Coordinate annotation records
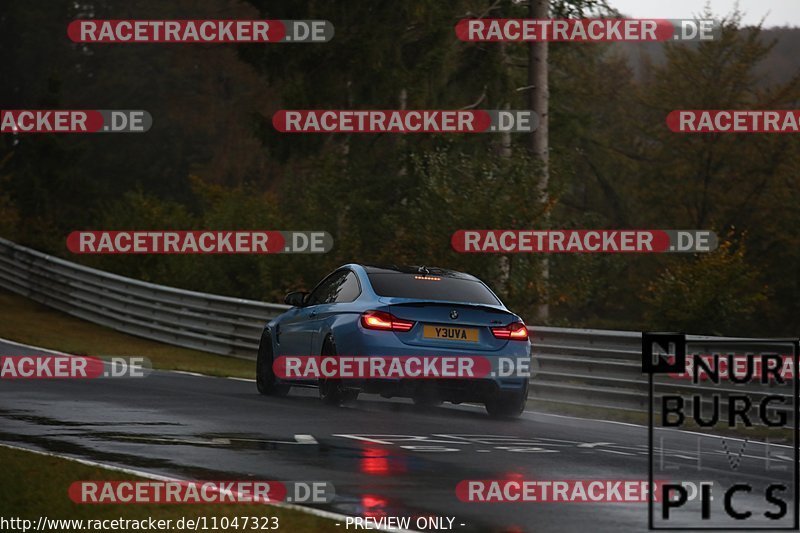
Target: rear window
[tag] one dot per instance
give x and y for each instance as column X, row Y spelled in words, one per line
column 429, row 287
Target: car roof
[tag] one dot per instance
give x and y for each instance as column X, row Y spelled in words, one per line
column 416, row 269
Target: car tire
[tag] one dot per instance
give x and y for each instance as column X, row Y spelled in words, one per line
column 332, row 391
column 265, row 377
column 507, row 405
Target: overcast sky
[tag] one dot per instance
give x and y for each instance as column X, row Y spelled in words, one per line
column 775, row 12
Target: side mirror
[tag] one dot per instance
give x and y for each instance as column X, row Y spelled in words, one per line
column 296, row 298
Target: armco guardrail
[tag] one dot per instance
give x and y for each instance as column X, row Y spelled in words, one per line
column 585, row 367
column 217, row 324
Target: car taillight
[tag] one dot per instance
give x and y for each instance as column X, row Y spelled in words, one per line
column 516, row 331
column 384, row 321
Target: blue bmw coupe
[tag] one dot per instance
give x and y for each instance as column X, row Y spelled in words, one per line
column 401, row 311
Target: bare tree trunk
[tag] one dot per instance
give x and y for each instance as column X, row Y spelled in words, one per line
column 539, row 96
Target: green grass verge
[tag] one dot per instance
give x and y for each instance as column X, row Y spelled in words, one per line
column 34, row 485
column 26, row 321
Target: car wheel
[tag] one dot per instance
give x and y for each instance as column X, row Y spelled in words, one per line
column 333, row 391
column 265, row 377
column 507, row 405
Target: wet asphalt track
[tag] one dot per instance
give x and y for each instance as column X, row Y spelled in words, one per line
column 383, row 456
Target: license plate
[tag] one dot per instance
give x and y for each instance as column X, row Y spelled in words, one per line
column 450, row 333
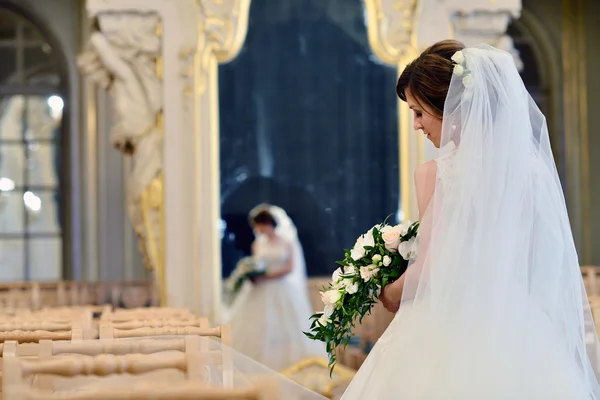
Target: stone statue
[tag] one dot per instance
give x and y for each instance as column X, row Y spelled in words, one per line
column 121, row 57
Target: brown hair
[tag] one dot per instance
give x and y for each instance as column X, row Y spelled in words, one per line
column 428, row 77
column 264, row 218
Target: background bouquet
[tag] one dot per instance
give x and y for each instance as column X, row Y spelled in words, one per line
column 379, row 257
column 246, row 269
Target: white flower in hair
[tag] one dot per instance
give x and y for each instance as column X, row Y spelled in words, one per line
column 458, row 57
column 468, row 81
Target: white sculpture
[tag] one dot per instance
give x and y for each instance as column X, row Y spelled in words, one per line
column 121, row 56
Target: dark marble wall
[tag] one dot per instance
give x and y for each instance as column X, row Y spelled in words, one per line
column 309, row 123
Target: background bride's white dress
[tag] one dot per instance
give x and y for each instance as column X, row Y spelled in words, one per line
column 268, row 318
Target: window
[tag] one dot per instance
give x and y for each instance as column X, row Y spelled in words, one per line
column 31, row 186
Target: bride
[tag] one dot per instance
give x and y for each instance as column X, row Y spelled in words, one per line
column 494, row 306
column 269, row 316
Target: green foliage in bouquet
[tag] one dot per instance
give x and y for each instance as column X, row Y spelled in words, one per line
column 378, row 258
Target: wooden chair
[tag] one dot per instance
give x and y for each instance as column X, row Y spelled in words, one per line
column 20, row 373
column 186, row 391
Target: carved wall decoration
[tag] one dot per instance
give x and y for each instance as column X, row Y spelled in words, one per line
column 122, row 56
column 166, row 107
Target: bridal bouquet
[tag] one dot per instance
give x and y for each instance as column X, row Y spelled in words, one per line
column 379, row 257
column 246, row 269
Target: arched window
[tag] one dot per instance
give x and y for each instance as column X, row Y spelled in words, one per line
column 31, row 171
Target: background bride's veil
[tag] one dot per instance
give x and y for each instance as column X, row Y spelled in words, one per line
column 497, row 270
column 287, row 230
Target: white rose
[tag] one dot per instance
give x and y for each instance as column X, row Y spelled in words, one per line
column 391, row 237
column 387, row 260
column 458, row 57
column 468, row 81
column 331, row 297
column 366, row 273
column 351, row 288
column 336, row 276
column 458, row 70
column 408, row 249
column 328, row 312
column 369, row 239
column 350, row 270
column 358, row 251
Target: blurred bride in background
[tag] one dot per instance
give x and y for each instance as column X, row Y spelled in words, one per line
column 269, row 316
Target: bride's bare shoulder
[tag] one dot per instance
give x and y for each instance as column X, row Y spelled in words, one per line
column 426, row 171
column 425, row 184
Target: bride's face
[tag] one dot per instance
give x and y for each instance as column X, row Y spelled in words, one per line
column 263, row 229
column 425, row 120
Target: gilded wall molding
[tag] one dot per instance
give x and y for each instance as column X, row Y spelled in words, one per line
column 575, row 108
column 222, row 28
column 390, row 28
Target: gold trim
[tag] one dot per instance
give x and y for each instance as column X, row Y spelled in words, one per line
column 584, row 130
column 404, row 152
column 92, row 272
column 222, row 29
column 575, row 108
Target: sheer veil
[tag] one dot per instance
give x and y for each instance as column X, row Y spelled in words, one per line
column 497, row 269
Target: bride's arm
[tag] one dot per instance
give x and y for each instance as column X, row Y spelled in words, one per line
column 425, row 177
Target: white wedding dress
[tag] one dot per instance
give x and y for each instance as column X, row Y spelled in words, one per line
column 268, row 319
column 493, row 307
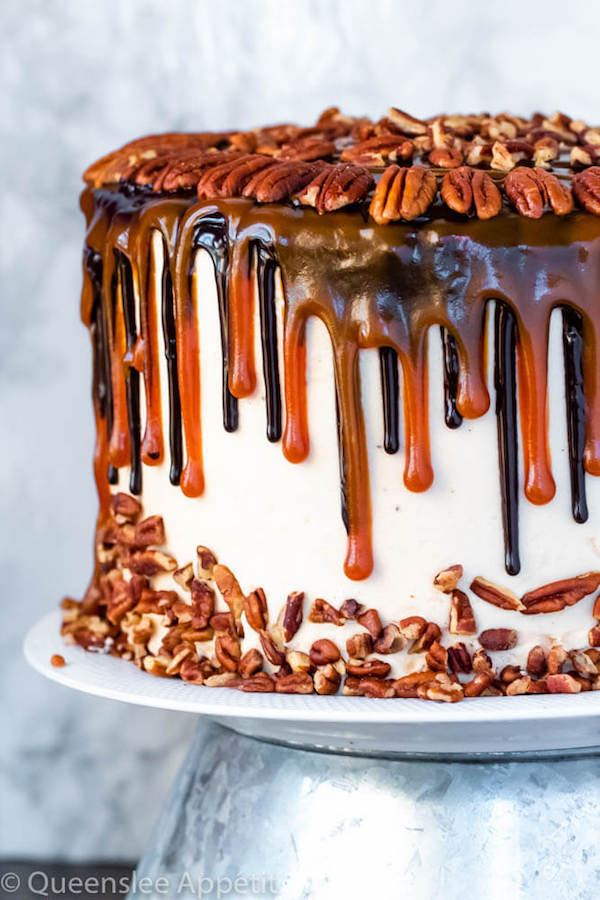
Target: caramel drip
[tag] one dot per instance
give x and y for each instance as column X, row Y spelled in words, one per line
column 388, row 363
column 380, row 287
column 573, row 351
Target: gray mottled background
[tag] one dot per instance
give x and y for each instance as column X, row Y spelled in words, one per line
column 82, row 777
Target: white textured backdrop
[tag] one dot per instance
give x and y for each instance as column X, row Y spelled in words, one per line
column 81, row 777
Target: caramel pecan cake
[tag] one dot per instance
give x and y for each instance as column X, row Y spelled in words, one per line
column 406, row 308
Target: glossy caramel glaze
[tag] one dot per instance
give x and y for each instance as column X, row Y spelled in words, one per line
column 373, row 286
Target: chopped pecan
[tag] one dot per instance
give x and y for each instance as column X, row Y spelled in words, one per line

- [EXERCISE]: Only the lines from the one containing "Target: gold trim" through the end of the listing are to be quoted, exactly and with both ends included; pictures are left out.

- [SOLUTION]:
Target: gold trim
[tag] one dot per instance
give x and y for each instance as column X, row Y spelled in words, one per line
column 584, row 130
column 404, row 152
column 92, row 272
column 222, row 29
column 575, row 108
Target: sheer veil
[tag] one dot per instance
give x and y for each instance as column X, row Y spelled in words, one per line
column 497, row 269
Target: bride's arm
[tag] one dot per instance
give x and y for each instance as column X, row Y spelled in words, one per line
column 425, row 177
Target: white wedding dress
[tag] one dot per instance
give x and y for each instance as column X, row Y spelled in words, one per line
column 268, row 319
column 493, row 307
Target: caramel drip
[tag] one dot per instance
give x and y for each instance as column X, row Y spelled in words, one per line
column 388, row 363
column 380, row 287
column 573, row 351
Target: gray mottled background
[tag] one dot per instance
give x and y for each instance as column X, row Y spelled in words, one per line
column 82, row 777
Target: white textured backdrop
[tag] one dot per instance
give x and y for each instance as column X, row Y spelled in words, one per line
column 81, row 777
Target: caramel pecan cake
[tag] one dot per instance
give x and y for each instance as column X, row Y spelled in words, one per line
column 406, row 308
Target: glossy caramel glaze
[tag] one dot per instance
give x and y for each instance as column X, row Y spelled in words, one per line
column 373, row 286
Target: chopped pecan
[tag] one dot per instance
give x and y for each instance as column X, row Y spelled in words, one per line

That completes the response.